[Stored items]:
[Start of section]

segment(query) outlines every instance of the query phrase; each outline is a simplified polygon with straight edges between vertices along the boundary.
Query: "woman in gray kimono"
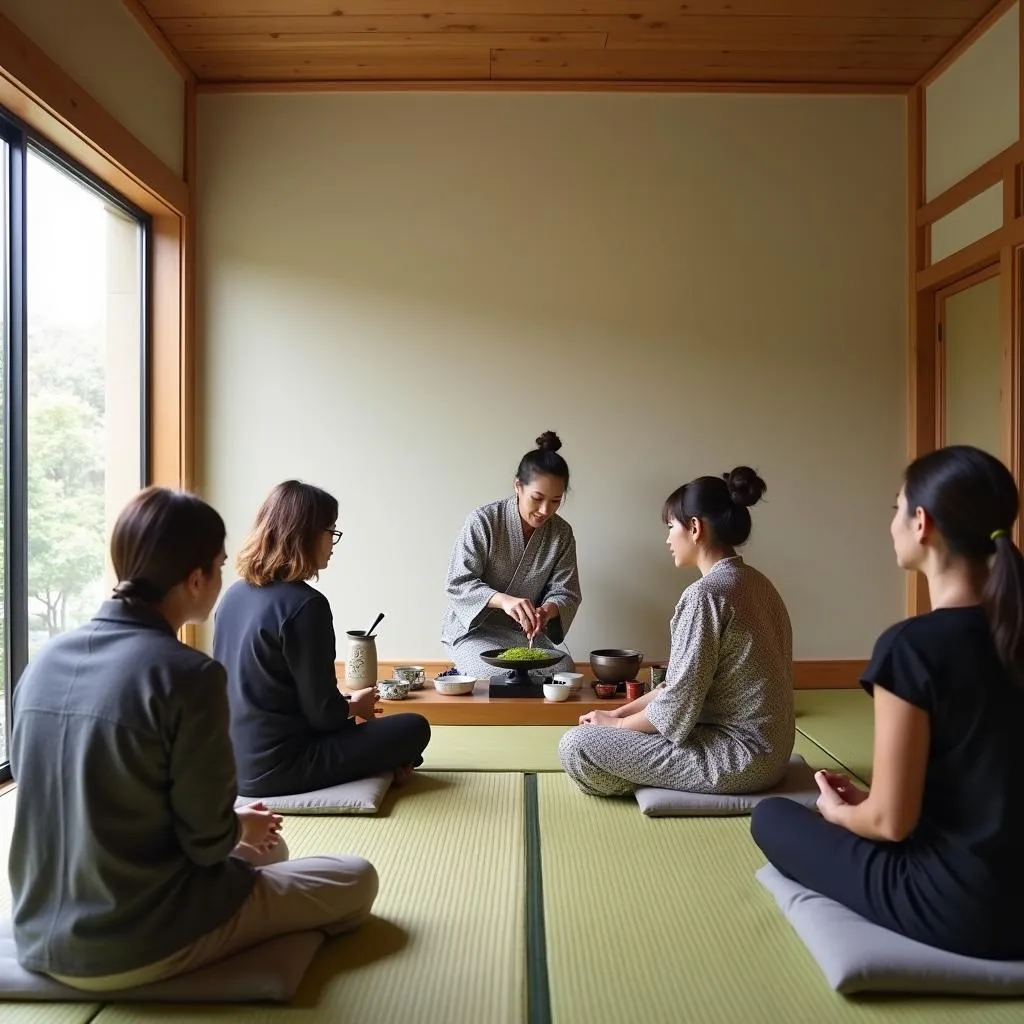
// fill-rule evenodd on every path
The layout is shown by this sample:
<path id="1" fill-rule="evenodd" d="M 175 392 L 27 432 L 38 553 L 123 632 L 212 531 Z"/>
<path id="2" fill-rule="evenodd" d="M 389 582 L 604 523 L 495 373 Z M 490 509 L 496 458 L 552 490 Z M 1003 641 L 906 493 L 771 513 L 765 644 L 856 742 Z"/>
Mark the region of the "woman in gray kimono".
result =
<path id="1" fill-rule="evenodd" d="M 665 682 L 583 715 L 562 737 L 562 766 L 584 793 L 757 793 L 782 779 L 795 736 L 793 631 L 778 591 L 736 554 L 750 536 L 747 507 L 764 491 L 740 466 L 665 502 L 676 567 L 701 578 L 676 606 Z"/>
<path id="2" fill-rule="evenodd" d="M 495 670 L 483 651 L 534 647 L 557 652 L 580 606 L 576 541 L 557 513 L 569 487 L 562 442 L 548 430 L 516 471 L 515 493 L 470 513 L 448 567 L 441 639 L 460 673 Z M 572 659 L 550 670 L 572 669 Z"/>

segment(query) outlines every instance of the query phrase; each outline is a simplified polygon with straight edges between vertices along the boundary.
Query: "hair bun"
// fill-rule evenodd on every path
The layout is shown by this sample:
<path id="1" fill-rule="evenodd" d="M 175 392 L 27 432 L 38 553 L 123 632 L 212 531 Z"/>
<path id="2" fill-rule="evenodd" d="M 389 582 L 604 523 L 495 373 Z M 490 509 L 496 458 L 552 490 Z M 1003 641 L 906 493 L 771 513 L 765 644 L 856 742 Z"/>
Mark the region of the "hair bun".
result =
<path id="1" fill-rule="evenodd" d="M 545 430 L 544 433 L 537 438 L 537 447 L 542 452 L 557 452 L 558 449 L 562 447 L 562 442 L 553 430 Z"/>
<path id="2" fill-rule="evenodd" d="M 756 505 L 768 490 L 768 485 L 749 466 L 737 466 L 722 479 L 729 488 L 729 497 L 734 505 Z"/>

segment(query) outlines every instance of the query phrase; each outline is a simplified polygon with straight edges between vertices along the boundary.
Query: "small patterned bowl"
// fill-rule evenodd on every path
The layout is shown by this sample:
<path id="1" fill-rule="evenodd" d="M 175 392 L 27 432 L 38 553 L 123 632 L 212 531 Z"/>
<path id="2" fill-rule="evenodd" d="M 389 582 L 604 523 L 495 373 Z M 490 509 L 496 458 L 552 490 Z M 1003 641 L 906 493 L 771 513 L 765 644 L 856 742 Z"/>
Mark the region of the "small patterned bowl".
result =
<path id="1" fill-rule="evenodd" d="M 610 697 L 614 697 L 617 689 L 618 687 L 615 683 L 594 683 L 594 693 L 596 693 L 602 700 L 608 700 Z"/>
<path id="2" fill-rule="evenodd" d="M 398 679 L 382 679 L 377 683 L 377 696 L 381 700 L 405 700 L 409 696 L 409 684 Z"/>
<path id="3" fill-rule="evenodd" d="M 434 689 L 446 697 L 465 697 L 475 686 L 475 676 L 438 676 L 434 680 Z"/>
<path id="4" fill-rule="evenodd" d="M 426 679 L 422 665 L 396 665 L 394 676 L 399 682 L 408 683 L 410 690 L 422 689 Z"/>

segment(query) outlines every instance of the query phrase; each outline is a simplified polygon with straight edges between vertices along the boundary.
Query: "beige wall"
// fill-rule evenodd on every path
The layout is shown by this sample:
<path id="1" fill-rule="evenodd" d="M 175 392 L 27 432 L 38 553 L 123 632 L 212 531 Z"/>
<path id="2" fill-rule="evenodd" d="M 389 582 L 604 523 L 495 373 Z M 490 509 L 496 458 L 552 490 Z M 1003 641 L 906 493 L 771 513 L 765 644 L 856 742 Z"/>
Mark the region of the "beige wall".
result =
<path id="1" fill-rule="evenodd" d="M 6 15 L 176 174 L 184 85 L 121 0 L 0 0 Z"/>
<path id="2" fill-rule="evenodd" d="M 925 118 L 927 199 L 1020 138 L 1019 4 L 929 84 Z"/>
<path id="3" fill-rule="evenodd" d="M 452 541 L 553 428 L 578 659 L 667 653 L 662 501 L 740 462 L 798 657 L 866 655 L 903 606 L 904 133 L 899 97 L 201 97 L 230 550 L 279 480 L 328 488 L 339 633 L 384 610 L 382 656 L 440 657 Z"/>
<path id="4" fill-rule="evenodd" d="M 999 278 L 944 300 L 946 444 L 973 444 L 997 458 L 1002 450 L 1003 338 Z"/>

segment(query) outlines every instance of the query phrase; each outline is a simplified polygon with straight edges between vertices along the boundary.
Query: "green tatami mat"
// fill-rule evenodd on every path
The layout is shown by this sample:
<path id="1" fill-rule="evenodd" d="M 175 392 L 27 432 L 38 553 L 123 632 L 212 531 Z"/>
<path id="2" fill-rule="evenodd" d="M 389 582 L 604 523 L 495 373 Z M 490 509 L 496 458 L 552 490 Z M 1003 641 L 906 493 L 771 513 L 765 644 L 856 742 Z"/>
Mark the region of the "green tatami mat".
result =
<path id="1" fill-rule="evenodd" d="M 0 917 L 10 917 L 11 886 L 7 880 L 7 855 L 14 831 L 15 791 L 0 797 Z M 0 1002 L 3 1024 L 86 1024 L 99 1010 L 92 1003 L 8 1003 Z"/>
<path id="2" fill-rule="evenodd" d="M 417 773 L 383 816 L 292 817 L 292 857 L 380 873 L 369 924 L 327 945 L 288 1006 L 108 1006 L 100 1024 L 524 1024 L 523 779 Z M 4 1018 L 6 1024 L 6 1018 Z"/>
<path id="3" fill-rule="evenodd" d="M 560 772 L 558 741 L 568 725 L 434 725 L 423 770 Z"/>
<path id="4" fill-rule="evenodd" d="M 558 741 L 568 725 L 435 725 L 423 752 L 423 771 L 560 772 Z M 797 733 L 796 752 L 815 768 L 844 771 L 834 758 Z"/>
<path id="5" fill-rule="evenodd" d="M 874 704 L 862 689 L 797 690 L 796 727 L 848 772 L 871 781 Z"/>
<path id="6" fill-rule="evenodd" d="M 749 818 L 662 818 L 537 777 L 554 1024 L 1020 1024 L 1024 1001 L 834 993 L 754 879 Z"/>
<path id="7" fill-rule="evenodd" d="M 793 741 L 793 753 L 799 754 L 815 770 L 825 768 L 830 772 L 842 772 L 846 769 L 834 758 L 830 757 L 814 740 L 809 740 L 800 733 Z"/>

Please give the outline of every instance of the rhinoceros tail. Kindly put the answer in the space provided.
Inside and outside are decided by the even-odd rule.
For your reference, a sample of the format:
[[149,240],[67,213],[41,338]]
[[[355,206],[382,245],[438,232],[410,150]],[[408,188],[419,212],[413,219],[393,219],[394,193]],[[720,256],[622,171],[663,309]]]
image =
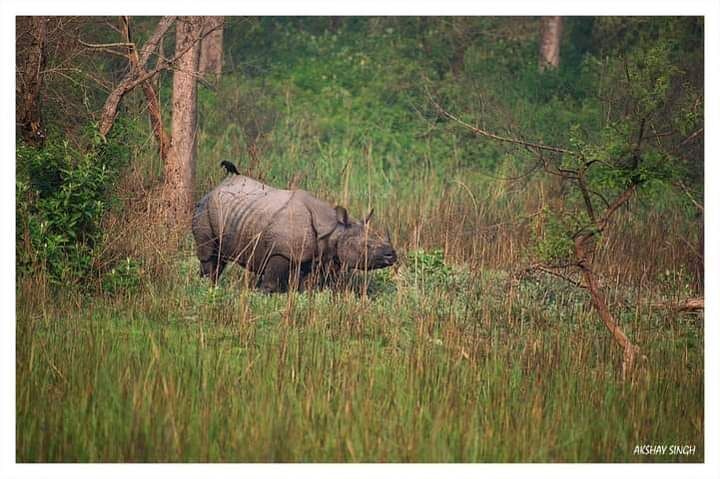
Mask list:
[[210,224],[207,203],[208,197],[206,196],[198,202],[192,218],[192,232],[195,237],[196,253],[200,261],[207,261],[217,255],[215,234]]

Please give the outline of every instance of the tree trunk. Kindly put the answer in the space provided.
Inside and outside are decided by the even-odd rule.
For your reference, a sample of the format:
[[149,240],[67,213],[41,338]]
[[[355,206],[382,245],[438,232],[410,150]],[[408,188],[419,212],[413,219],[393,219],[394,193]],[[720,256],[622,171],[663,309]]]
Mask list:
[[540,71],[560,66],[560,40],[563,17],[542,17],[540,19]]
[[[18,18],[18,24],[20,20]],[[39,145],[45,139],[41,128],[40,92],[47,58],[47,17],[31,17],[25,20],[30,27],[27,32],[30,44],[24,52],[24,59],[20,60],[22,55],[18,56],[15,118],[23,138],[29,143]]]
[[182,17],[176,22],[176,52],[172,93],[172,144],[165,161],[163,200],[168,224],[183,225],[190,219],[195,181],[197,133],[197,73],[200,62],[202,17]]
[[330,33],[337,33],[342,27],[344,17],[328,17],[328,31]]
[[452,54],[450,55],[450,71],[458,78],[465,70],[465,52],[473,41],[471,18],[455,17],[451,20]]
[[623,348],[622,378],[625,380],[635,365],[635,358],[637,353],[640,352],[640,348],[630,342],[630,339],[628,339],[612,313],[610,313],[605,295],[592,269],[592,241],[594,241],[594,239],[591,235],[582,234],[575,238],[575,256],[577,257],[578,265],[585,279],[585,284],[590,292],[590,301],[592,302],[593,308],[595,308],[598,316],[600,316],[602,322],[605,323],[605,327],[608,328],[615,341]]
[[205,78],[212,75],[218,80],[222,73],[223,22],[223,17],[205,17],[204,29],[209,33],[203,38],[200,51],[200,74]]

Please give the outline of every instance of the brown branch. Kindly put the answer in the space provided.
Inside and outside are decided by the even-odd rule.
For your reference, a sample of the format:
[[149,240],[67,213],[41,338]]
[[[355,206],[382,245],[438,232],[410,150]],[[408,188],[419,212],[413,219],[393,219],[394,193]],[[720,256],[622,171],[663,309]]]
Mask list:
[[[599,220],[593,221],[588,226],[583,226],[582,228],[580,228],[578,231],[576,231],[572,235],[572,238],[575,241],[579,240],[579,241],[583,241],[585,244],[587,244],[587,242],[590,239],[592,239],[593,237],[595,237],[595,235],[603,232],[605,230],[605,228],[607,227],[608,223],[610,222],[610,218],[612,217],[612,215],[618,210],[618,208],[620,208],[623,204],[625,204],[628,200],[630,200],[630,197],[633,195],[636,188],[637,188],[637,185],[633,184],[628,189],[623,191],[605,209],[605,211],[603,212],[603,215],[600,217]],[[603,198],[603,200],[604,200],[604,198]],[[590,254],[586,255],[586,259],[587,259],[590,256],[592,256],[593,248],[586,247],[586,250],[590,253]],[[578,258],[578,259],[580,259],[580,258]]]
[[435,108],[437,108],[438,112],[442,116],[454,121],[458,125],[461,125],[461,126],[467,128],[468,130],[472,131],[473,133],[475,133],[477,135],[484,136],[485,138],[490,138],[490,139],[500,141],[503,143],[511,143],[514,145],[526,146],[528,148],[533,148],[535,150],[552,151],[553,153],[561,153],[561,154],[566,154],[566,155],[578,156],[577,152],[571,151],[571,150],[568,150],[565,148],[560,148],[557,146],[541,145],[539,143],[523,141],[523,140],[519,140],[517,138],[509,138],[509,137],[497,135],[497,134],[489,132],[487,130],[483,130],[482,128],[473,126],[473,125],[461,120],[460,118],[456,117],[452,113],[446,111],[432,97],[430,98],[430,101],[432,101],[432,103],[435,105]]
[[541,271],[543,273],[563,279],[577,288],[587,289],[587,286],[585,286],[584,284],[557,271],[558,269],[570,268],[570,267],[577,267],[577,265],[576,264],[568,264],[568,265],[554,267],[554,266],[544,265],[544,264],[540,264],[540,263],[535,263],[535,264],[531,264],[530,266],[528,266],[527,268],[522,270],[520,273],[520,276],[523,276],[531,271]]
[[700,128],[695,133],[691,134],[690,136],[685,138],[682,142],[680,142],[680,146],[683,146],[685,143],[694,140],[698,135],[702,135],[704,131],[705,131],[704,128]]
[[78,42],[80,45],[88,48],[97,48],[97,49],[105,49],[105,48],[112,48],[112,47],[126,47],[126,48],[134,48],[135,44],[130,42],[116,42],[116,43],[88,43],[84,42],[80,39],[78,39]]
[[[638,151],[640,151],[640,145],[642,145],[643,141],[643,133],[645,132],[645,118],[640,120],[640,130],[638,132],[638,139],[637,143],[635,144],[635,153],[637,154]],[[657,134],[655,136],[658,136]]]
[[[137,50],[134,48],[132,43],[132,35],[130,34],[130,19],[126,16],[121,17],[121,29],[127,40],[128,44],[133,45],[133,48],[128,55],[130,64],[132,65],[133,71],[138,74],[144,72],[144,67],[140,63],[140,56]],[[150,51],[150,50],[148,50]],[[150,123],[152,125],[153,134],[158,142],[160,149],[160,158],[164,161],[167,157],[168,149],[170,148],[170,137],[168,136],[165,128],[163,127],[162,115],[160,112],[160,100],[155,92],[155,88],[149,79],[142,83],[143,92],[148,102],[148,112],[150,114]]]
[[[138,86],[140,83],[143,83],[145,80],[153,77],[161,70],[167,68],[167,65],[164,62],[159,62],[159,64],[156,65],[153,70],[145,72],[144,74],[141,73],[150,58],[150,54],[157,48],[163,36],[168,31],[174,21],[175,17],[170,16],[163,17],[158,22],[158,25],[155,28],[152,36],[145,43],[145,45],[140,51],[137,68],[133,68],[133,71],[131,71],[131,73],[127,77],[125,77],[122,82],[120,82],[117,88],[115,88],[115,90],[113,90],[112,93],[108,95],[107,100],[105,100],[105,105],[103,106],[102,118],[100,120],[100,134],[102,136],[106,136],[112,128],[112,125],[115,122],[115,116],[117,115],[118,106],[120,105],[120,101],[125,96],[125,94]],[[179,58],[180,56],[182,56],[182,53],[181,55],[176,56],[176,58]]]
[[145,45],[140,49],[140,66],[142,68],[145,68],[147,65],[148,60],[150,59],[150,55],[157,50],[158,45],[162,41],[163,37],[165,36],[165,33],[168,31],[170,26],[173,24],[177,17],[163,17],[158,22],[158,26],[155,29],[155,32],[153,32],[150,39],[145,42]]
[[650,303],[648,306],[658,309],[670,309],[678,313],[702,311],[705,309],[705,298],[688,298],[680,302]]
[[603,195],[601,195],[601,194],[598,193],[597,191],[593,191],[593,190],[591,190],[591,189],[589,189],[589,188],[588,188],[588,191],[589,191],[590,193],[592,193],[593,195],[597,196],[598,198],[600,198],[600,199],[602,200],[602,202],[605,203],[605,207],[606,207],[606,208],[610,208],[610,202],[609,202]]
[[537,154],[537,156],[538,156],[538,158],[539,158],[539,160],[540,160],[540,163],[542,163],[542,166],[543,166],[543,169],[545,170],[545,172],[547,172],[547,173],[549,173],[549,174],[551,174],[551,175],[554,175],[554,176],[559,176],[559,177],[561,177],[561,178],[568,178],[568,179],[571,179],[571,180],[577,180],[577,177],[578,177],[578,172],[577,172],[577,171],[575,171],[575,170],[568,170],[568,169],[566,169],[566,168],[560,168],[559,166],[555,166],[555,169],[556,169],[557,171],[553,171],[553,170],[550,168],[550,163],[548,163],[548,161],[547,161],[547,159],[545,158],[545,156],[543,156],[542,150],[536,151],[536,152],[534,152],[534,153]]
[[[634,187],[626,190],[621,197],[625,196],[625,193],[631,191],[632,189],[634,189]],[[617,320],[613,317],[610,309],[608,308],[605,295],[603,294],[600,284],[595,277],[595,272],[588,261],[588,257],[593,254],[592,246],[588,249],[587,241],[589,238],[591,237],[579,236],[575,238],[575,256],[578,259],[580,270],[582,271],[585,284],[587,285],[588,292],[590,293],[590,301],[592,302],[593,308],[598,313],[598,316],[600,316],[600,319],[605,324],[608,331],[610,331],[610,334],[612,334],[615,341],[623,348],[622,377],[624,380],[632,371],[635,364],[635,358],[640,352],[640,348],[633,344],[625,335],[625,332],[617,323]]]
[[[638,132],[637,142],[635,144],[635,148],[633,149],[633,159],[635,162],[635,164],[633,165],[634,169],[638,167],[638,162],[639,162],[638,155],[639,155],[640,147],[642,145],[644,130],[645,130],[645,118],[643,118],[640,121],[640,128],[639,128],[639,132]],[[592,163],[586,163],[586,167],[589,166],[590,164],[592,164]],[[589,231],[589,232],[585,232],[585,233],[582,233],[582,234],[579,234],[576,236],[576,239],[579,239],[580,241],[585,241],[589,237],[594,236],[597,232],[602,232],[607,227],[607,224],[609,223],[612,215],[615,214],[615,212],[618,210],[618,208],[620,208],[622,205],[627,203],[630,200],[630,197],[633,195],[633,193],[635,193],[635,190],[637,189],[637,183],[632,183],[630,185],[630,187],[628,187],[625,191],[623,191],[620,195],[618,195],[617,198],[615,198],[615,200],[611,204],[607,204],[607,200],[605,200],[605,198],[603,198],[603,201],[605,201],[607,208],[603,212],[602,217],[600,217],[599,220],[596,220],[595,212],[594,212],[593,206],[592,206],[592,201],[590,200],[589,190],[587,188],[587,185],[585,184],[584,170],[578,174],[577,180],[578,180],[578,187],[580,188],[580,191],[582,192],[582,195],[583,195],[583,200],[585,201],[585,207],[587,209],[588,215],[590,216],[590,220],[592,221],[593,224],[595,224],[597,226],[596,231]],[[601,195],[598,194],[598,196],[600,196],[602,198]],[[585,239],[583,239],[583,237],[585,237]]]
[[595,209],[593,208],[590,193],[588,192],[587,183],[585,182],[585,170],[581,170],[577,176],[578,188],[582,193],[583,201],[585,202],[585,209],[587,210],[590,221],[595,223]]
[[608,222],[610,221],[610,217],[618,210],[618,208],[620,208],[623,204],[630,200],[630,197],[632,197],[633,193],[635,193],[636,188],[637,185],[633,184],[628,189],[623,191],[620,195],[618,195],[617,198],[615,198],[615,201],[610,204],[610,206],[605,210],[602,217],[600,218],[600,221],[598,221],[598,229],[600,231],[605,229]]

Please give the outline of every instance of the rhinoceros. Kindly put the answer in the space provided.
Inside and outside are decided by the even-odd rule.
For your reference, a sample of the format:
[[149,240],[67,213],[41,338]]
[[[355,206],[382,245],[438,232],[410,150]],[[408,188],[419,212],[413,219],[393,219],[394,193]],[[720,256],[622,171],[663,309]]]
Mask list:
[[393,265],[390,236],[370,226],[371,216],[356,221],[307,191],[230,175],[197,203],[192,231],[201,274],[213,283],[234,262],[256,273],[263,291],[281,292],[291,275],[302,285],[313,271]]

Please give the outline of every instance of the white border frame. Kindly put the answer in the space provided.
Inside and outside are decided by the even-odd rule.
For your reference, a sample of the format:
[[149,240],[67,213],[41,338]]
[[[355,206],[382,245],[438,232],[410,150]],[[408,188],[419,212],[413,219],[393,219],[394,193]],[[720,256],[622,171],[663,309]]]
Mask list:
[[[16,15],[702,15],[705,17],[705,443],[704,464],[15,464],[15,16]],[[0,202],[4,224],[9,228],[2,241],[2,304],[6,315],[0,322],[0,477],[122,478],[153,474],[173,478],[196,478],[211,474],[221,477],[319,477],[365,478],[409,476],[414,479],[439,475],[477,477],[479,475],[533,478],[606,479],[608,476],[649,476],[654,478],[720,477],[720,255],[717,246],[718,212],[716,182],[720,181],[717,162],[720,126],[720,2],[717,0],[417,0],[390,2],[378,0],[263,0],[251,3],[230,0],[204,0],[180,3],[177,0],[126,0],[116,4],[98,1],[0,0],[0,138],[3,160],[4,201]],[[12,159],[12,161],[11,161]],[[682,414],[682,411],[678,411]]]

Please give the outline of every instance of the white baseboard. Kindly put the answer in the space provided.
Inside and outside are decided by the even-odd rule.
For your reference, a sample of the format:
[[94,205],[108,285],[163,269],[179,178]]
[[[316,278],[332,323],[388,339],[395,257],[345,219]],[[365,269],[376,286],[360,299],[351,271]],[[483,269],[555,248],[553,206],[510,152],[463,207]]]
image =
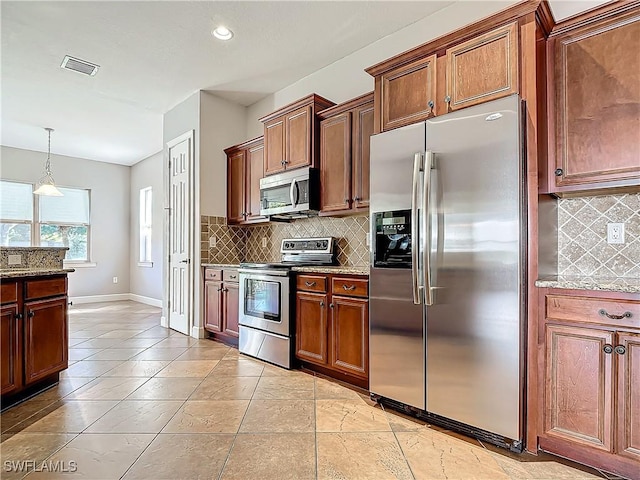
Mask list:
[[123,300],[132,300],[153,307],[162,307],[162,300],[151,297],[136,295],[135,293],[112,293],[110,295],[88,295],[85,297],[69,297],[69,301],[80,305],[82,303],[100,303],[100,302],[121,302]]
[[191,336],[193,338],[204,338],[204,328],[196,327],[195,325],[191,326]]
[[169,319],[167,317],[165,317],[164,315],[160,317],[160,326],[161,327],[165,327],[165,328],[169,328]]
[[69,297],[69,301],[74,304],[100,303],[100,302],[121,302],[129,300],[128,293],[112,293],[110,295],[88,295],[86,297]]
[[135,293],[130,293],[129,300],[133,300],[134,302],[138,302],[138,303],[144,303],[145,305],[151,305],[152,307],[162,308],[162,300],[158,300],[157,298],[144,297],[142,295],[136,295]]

[End of section]

Return every line of the preceding records in which the word "provided" appears.

Please give the outline of every instance of the rhinoceros tail. Kindly put the answer in the space provided.
Please give the outline of every instance of the tree trunk. Kindly put the answer in the space provided.
Please give the outline of every instance of the brown branch. Kindly put the answer in the space provided.
Please give the outline of every instance of the rhinoceros. Kindly put the answer in the space provided.
Please give the outline of every instance of the white border frame. Kindly put the answer in the space provided.
Please give the outline of every instance of the white baseboard. Kindly put the answer in the space provided.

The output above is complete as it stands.